#### OBJETIVO 1
Copie a passagem do texto sobre os últimos escritos de Paulo Leminski, começando em "Pouca gente sabe, mas" e terminando em "Folha em 1989.".

#### TRECHO PARA LEITURA
• • • • •

Paulo Leminsk publicou na FOLHA, até poucos dias antes de morrer, textos que não revelam tristeza, mas eram ágeis, cheios de vigor e humor
Paulo Leminsk publicou na FOLHA, até poucos dias antes de morrer, textos que não revelam tristeza, mas eram ágeis, cheios de vigor e humor | Foto: Arquivo FOLHA



Em abril de 1989, o poeta Paulo Leminski vivia sérios problemas de saúde. Mesmo com o fígado necrosado por uma cirrose hepática, mantinha sua rotina de trabalho, anotava e escrevia.
Pouca gente sabe, mas os últimos textos escritos por Paulo Leminski foram publicados semanalmente na Folha de Londrina entre 7 de abril e 2 de junho de 1989. A colaboração ao jornal foi interrompida com sua morte ocorrida em 7 de junho 1989, aos 44 anos de idade.
Nesse curto período o poeta curitibano teve tempo de publicar oito textos, seus últimos escritos publicados em vida. Trafegando entre os gêneros crônica e o ensaio, Leminski chamava esses escritos de "textos-ninja": curtos, ágeis, certeiros, ferinos e reveladores.
Esquecidos em arquivos escuros por quase 30 anos, esses textos voltam à luz do sol com o lançamento de "Na Hora da Lâmina" que acontece neste sábado (14), a partir das 19h30, na Vila Cultural Grafatório. Organizado por Felipe Melhado, o livro resgata os textos de Leminski publicados originalmente na Folha em 1989.
Lançado pela recém fundada editora londrinense Grafatório Edições, "A Hora da Lâmina" é um objeto estético. Foi produzido de maneira totalmente artesanal. Dedos e mãos humanas estiveram presentes em todas as etapas de manufatura do livro.

• • • • •

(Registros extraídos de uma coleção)

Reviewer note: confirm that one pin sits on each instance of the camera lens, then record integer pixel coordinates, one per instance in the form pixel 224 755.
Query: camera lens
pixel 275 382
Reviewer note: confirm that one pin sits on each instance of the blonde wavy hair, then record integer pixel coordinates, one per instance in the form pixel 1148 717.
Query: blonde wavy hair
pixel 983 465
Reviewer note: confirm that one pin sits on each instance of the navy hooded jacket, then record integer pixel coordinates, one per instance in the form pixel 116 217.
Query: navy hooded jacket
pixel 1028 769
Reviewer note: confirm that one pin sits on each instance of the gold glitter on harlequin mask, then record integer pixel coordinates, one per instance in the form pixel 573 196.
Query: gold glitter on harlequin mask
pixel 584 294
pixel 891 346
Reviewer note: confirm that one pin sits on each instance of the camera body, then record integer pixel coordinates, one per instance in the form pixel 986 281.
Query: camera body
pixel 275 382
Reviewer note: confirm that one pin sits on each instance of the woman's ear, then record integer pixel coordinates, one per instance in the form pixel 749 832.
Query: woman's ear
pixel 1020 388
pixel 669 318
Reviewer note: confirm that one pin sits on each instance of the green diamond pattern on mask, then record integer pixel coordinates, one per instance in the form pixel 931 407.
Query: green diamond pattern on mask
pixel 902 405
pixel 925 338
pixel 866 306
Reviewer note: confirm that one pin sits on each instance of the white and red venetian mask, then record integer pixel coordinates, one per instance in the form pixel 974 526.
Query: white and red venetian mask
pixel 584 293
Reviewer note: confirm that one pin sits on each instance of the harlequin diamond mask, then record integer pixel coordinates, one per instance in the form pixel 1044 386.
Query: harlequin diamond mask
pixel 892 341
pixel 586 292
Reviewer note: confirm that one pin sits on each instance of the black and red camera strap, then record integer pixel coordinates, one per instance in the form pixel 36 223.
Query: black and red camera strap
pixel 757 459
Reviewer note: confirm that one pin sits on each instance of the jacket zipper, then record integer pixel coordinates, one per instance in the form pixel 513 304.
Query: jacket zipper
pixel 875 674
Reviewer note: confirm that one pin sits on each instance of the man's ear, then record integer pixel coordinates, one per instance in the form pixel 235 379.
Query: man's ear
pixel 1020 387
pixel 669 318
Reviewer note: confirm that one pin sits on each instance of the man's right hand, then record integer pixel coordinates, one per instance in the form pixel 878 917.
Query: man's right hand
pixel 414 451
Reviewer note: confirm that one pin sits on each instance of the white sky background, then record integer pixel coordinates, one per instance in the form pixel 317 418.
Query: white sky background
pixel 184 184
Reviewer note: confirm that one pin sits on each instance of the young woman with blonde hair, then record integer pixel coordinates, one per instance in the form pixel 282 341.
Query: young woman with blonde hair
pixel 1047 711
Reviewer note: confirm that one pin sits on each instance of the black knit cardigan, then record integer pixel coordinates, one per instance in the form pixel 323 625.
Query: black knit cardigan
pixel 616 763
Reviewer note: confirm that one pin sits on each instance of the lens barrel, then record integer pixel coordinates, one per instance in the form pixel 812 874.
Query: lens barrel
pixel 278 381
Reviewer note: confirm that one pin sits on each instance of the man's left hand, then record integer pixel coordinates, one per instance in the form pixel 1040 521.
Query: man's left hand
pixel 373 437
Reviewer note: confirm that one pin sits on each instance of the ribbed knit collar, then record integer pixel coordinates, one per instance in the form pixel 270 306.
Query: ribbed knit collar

• • • • •

#### OBJETIVO 2
Transforme em lista numerada somente as linhas dos registros começando na que contém "pixel 1044 386." e terminando na que contém "pixel 586 292", ambas incluídas, sem as linhas em branco.

#### RESPOSTA 1
Pouca gente sabe, mas os últimos textos escritos por Paulo Leminski foram publicados semanalmente na Folha de Londrina entre 7 de abril e 2 de junho de 1989. A colaboração ao jornal foi interrompida com sua morte ocorrida em 7 de junho 1989, aos 44 anos de idade.
Nesse curto período o poeta curitibano teve tempo de publicar oito textos, seus últimos escritos publicados em vida. Trafegando entre os gêneros crônica e o ensaio, Leminski chamava esses escritos de "textos-ninja": curtos, ágeis, certeiros, ferinos e reveladores.
Esquecidos em arquivos escuros por quase 30 anos, esses textos voltam à luz do sol com o lançamento de "Na Hora da Lâmina" que acontece neste sábado (14), a partir das 19h30, na Vila Cultural Grafatório. Organizado por Felipe Melhado, o livro resgata os textos de Leminski publicados originalmente na Folha em 1989.

#### RESPOSTA 2
1. Reviewer note: confirm that one pin sits on each instance of the harlequin diamond mask, then record integer pixel coordinates, one per instance in the form pixel 1044 386.
2. Query: harlequin diamond mask
3. pixel 892 341
4. pixel 586 292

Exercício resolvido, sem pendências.